**Set exercise**. Use the film review below to decide whether each statement agrees with it: (a) The reviewer watched the film through Video on Demand. (b) The reviewer enjoyed most of the twenty-six shorts. (c) In "H is for Hydro-Electric Diffusion," the stripper is a fox. Answer yes or no for each, quoting the review's deciding words.

Review: The ABCs of Death (2012)

abcs of death poster

26 Directors. 26 Ways to Die.

THE ABCs OF DEATH (2012)
Not Rated / Color / 126 Minutes
Directed by 26 people
Also Known As: Abeceda Smrti
Purchase this film: Amazon.com (Blu-ray/DVD combo pack)

When I first heard of THE ABCS OF DEATH, I was quite excited for it. The poster was extremely cool, and the concept was something that hasn’t really been done before (at least not on such a large scale). Twenty-six Horror directors signed on to shoot shorts based on one letter of the alphabet. (Example: A is for Apocalypse.)

Having missed it during its initial limited theatrical release, I eagerly ordered THE ABCS OF DEATH via Video on Demand as soon as it was available! I just had to give this a look! Two hours later I sat on my couch feeling completely disappointed, and trying to come to grips with what had just assaulted my senses.

I’d say that out of the twenty-six shorts that make up this film, I only really enjoyed about five or six of them. I’m not saying the rest were all terrible, but some were just too weird (all of the Asian ones), too lazy (Ti West’s “M is for Miscarriage”), or too artsy (“O is for Orgasm”) for their own good. Here a quick sampling of some of the better shorts:

C is for CYCLE
This one was kind of cool; I was honestly expecting this one to be “C for Clone.” Multiple realities merge when a guy witnesses his own murder at the hands of… himself? Is he having a glimpse of the future? Is he about to be replaced by an evil doppelganger or twisted twin brother? It is never really revealed, but this was a cool idea regardless.

D is for Dogfight
This one was pretty weird. A guy prepares for an underground dogfight against an actual dog. As he and the hound trade blows and bites, they eventually stop and turn on their abusive masters. This short was gritty and cool, and one of the more satisfying entries into this motley anthology.

H is for Hydro-Electric Diffusion
This one was insane and I loved it! Set during World War II, a fighter pilot walks into a bar to catch a strip show. The twist? The pilot is an anthropomorphic dog, and the stripper is a fox! Literally! It’s a twisted cartoon brought to life, with the brave pilot being captured and nearly tortured to death by the Nazi fox-woman in disguise. (Is is weird for me to find the human/fox hybrid sexy?)

**Material shown**.
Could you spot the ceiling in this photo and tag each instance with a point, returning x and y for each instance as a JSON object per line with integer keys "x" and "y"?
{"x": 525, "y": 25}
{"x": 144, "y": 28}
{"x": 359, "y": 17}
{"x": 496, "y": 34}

**Output for this exercise**.
(a) Yes: "I eagerly ordered THE ABCS OF DEATH via Video on Demand as soon as it was available!"
(b) No: "I only really enjoyed about five or six of them."
(c) Yes: "The pilot is an anthropomorphic dog, and the stripper is a fox!"